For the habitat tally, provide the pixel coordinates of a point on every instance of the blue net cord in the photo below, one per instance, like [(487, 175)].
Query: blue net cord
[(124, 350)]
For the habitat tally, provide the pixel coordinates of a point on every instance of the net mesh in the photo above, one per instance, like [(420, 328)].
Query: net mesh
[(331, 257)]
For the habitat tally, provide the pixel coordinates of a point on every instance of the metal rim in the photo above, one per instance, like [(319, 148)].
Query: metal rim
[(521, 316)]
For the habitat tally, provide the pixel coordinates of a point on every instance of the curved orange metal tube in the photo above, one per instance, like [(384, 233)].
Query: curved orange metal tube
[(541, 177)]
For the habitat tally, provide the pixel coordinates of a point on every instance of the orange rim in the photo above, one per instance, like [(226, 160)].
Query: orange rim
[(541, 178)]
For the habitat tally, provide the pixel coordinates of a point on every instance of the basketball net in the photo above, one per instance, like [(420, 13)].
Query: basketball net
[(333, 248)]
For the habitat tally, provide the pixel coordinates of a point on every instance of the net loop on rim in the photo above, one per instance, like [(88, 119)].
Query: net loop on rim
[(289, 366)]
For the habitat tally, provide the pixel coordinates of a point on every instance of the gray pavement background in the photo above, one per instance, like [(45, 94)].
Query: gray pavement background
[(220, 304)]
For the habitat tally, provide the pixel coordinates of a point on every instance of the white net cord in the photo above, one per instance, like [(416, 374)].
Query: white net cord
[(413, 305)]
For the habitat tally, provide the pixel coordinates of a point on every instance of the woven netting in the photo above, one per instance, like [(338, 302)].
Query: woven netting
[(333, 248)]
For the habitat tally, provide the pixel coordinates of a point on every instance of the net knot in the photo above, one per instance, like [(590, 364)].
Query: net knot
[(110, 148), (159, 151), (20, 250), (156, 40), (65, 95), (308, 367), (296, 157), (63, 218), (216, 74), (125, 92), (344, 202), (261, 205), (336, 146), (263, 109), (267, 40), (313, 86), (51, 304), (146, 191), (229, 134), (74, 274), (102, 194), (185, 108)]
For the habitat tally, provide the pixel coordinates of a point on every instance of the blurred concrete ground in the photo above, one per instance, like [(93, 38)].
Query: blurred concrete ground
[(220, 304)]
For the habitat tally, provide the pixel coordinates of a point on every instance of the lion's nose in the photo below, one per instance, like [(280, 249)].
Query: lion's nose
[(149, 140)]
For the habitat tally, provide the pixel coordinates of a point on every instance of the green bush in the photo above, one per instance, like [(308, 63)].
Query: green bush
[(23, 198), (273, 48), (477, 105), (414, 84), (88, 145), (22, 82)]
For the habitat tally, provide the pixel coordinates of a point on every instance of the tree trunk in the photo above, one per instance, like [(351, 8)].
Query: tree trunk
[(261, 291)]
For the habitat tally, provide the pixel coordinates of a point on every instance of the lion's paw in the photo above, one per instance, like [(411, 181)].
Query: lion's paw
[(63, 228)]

____

Task to carry out
Please quote exactly the lines from the one containing "like [(93, 38)]." through the last line of the records above, both included, and nothing else.

Problem solution
For the habitat tally, provide the pixel coordinates of a point on every instance of the blurred concrete ground in the photo above, one per instance, like [(93, 38)].
Query: blurred concrete ground
[(220, 304)]
For the habitat tally, provide the pixel coordinates of a point on every instance of the lion's nose in the photo below, one per instance, like [(280, 249)].
Query: lion's nose
[(149, 140)]
For the habitat tally, provide the pixel coordinates of a point on every instance of the green bush in the photo above, one per instance, like [(308, 63)].
Query: green bush
[(23, 198), (273, 48), (477, 105), (414, 84), (88, 145), (22, 82)]
For the habitat tally, provide the pixel coordinates of a point on every instance of the tree trunk in the photo above, one per instance, like [(351, 8)].
Query: tree trunk
[(261, 291)]
For the habitat tally, provide the pixel coordinates of a point on every instance of the lion's paw in the photo above, one per instance, like [(411, 181)].
Query: lion's paw
[(63, 228)]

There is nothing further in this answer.